• [SET TASK] Rewrite the entries starting at the beginning of the entries and ending at the line containing "[235,198,345,336]", replacing "jacket" with "coat" and keeping everything else the same. Omit the pictures.

• [RECORDED INFORMATION]

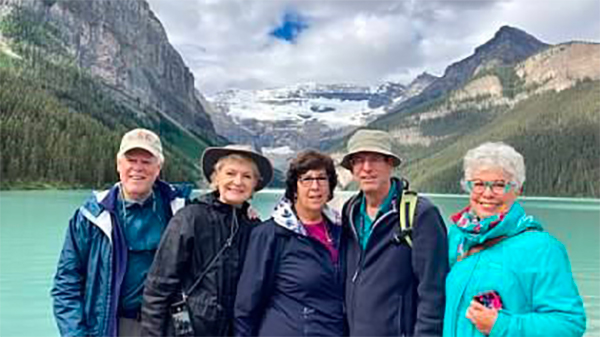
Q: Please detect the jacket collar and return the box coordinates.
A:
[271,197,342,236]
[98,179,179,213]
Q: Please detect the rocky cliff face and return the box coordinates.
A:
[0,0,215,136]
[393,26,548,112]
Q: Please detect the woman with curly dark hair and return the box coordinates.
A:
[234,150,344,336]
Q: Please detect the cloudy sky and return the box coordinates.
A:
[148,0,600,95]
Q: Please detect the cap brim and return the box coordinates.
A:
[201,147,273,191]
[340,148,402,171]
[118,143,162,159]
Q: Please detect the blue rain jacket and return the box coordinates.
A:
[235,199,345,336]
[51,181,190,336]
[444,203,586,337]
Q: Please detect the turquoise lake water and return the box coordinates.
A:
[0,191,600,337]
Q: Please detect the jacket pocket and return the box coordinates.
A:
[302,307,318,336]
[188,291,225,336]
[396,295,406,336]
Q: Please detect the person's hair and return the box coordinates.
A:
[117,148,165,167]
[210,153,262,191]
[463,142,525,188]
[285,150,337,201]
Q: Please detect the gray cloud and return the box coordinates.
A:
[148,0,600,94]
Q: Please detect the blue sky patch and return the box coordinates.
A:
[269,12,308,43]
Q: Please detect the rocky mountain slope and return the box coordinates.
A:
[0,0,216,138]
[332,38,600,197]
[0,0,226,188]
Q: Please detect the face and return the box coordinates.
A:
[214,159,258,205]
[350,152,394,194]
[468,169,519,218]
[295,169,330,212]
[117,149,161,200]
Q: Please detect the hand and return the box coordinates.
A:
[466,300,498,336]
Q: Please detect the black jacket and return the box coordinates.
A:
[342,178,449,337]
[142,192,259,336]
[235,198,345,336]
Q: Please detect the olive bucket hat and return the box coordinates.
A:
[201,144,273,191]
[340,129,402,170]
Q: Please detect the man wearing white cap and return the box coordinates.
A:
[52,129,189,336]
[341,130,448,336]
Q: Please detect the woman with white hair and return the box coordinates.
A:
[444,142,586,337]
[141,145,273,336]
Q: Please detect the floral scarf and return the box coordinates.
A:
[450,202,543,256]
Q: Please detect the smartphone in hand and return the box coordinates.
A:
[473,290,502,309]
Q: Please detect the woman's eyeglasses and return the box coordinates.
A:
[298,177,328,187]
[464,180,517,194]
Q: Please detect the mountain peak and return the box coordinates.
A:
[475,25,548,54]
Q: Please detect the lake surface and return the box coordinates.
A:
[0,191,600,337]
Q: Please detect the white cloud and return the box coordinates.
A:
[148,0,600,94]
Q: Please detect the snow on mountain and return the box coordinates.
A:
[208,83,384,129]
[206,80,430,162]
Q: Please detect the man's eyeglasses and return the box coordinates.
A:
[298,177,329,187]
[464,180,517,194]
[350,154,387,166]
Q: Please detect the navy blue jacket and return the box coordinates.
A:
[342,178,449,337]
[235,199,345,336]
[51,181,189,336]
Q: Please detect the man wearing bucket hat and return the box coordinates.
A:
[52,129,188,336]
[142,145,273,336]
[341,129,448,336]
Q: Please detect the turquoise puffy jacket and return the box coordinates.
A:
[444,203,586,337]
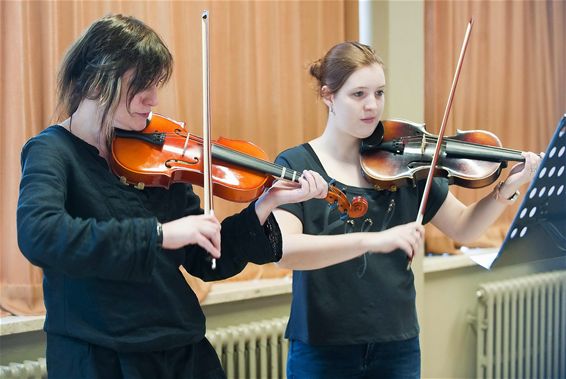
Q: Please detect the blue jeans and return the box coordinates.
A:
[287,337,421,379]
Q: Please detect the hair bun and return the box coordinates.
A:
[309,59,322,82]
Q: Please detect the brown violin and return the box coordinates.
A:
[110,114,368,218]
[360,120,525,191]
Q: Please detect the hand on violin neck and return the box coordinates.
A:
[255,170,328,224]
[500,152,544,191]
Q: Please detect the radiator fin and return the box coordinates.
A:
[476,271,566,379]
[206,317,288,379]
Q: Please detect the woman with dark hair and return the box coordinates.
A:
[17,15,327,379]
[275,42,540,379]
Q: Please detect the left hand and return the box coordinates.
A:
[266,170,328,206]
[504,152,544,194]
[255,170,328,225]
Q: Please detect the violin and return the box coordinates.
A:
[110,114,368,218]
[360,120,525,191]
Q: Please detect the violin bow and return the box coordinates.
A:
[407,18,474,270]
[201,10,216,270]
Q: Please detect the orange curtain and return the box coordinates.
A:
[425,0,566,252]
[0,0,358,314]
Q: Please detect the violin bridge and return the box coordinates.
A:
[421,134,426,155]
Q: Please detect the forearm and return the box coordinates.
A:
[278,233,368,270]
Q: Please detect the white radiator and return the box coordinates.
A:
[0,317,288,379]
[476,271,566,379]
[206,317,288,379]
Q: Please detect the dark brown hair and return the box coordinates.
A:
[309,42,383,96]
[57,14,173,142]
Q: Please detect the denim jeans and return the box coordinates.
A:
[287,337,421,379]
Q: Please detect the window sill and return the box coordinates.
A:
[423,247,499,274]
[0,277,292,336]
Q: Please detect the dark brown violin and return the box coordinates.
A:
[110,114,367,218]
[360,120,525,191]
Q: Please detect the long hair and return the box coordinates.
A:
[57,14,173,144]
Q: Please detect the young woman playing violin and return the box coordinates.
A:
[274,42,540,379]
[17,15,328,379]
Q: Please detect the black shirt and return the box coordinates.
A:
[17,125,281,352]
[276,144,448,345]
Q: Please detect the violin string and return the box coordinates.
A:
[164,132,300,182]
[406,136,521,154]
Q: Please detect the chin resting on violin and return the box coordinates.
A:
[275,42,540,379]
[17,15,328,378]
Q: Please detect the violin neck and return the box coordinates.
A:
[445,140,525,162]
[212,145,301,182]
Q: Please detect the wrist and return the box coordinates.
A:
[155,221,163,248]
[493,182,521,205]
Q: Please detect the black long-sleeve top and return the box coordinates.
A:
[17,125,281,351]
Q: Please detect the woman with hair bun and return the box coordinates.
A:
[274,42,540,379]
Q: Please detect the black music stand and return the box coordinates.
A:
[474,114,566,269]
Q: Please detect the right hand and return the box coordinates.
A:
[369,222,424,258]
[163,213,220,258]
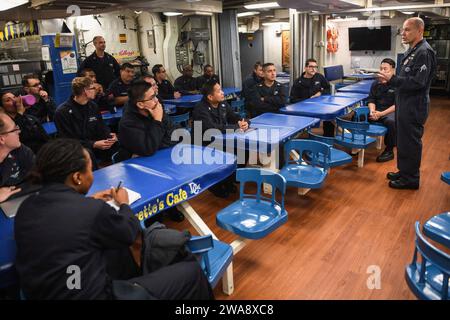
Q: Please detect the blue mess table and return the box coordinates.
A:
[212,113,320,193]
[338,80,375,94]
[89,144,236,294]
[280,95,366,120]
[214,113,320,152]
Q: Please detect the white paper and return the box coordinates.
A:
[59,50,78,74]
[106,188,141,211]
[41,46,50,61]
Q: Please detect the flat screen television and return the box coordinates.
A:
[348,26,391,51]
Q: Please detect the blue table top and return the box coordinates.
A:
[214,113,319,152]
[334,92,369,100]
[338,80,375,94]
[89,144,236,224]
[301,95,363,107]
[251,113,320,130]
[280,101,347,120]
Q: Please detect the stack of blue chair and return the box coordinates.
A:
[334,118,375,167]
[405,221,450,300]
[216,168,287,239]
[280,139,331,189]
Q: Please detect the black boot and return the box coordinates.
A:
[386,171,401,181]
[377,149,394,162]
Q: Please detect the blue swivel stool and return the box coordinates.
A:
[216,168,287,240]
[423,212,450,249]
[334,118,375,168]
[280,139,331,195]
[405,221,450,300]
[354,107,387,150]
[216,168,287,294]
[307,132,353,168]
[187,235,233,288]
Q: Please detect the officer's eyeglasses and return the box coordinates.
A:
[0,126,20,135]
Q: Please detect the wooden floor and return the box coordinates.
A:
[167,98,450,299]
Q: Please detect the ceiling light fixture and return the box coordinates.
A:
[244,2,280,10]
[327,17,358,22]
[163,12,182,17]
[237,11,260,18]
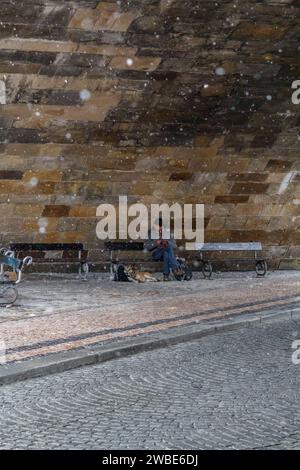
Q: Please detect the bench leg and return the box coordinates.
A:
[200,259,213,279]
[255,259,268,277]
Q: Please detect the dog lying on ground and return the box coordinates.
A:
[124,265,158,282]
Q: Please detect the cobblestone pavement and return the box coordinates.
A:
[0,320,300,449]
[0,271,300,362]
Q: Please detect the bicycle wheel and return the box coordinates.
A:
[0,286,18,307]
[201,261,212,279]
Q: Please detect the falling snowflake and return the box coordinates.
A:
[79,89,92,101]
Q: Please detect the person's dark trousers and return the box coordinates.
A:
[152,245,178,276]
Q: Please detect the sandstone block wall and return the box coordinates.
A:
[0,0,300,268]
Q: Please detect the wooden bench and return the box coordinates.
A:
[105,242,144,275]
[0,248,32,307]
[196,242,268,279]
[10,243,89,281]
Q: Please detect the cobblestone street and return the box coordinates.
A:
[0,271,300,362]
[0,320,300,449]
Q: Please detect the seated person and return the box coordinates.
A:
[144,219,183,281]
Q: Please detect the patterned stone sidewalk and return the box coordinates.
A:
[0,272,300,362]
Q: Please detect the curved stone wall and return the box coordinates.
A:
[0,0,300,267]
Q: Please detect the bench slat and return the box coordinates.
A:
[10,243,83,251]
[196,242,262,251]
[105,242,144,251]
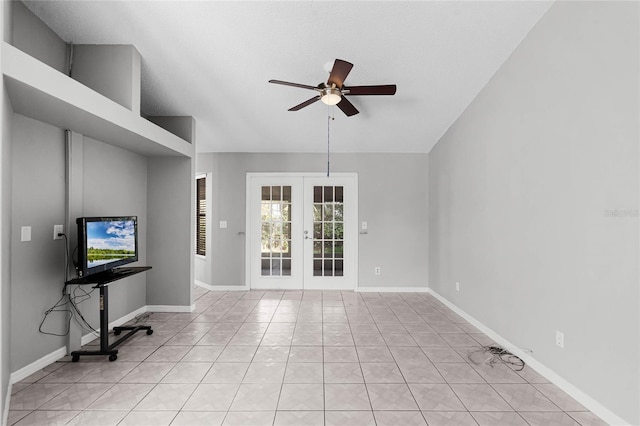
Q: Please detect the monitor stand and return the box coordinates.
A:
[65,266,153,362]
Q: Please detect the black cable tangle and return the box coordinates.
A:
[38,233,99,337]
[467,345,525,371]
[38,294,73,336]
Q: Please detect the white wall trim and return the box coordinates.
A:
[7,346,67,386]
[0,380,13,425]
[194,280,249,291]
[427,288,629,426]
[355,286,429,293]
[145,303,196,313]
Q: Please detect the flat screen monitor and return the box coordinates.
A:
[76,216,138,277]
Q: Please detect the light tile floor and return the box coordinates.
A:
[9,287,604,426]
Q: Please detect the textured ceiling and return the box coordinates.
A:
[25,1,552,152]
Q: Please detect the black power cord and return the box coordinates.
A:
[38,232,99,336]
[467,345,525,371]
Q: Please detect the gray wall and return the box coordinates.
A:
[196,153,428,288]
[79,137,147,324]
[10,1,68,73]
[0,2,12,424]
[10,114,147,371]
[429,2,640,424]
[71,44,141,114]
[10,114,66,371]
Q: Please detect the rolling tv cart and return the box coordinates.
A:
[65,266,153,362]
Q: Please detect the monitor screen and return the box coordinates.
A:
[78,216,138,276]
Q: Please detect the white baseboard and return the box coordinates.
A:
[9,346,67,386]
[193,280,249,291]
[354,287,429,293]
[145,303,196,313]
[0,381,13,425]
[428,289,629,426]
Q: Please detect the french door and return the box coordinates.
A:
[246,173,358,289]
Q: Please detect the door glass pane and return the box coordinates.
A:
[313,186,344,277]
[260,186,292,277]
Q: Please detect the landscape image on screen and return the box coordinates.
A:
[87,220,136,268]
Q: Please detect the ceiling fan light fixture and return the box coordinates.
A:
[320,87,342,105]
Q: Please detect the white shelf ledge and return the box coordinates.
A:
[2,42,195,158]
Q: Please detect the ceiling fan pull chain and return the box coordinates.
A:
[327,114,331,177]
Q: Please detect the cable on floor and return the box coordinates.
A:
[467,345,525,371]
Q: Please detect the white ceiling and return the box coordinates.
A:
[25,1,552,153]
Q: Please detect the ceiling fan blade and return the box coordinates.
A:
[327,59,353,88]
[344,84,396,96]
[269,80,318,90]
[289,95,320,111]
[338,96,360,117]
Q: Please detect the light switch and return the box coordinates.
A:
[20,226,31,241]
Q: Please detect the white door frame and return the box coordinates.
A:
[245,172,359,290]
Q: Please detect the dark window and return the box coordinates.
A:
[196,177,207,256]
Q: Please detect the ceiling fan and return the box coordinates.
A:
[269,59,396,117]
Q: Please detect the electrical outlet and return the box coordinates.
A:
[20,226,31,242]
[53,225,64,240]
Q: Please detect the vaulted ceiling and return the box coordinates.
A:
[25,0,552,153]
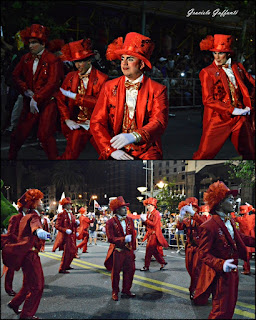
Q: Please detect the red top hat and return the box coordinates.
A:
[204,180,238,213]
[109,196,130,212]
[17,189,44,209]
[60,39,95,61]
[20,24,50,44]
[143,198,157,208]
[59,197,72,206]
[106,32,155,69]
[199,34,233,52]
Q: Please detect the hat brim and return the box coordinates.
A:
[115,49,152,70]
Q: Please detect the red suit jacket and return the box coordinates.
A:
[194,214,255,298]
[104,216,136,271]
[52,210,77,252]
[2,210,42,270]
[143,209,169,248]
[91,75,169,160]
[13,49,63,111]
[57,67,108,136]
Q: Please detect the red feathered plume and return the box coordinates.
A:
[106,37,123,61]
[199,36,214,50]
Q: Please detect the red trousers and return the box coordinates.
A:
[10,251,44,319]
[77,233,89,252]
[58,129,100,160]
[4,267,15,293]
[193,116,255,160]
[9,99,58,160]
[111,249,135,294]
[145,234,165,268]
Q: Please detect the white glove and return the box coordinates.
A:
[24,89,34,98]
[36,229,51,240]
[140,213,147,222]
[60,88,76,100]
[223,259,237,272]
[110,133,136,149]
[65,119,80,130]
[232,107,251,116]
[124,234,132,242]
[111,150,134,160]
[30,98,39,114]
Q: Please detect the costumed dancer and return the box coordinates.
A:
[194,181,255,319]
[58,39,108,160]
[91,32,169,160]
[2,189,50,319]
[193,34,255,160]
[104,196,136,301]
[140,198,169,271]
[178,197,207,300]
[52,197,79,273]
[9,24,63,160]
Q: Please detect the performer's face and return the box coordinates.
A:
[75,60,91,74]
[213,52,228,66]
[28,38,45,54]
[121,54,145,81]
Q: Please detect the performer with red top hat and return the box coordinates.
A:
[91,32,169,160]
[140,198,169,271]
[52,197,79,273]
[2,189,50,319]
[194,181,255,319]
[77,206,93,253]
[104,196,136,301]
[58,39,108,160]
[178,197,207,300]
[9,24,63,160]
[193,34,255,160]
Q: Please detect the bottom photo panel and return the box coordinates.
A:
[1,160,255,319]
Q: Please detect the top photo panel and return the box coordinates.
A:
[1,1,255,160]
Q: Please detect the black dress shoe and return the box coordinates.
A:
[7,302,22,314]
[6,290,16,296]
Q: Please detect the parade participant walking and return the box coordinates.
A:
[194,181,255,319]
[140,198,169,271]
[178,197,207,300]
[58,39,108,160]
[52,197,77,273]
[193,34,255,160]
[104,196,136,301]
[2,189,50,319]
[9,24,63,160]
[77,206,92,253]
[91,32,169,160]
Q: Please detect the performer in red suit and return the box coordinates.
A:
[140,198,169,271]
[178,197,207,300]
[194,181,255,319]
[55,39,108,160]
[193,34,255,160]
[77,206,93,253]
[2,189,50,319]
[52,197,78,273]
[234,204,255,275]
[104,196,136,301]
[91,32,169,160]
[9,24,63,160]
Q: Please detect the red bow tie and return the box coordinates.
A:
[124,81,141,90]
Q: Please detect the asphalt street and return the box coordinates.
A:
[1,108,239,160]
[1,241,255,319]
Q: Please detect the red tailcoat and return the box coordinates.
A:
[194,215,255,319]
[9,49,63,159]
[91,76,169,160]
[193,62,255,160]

• [WRITTEN SOLUTION]
Q: Please detect the coat collar and return the box coordinates.
A:
[271,197,342,236]
[98,179,179,213]
Q: Please detect the rocky cliff face and return the box coordinates.
A:
[0,0,215,136]
[393,26,548,112]
Q: Please detect the woman with curly dark hair and return the box coordinates.
A:
[234,150,344,336]
Q: Please detect the cloudy sky and return the box coordinates.
A:
[148,0,600,95]
Q: Please detect the cap brim and return the box coordinates.
A:
[201,147,273,191]
[340,148,402,171]
[118,143,162,159]
Q: Please detect the blue rain coat and return the box coordinates.
A:
[235,199,345,336]
[51,181,190,336]
[444,203,586,337]
Q: Please detect the turquoise lake water and return the box coordinates.
A:
[0,191,600,337]
Q: Please detect the coat pocket and return the box coordinates.
A:
[302,307,318,336]
[188,291,225,336]
[396,295,406,336]
Q: Please detect the person's hair and return the box coordinates.
A:
[117,148,165,167]
[210,153,262,191]
[463,142,525,188]
[285,150,337,201]
Q: Please detect the gray cloud and return the box coordinates.
A:
[148,0,600,94]
Q: Please detect the blue sky patch and return the box coordinates.
A:
[269,12,308,43]
Q: Please detect the rocky mountain slope and return the box coordinates.
A:
[0,0,216,138]
[332,38,600,197]
[0,0,226,188]
Q: Please detect the face and return the box coordinates.
A:
[214,159,258,205]
[350,152,394,194]
[468,169,519,218]
[295,169,330,212]
[117,149,161,200]
Q: Please detect the hand and return the box coordinates.
A:
[466,300,498,336]
Q: Please detect the black coat and return the box coordinates.
A:
[342,178,449,337]
[142,192,259,336]
[235,198,345,336]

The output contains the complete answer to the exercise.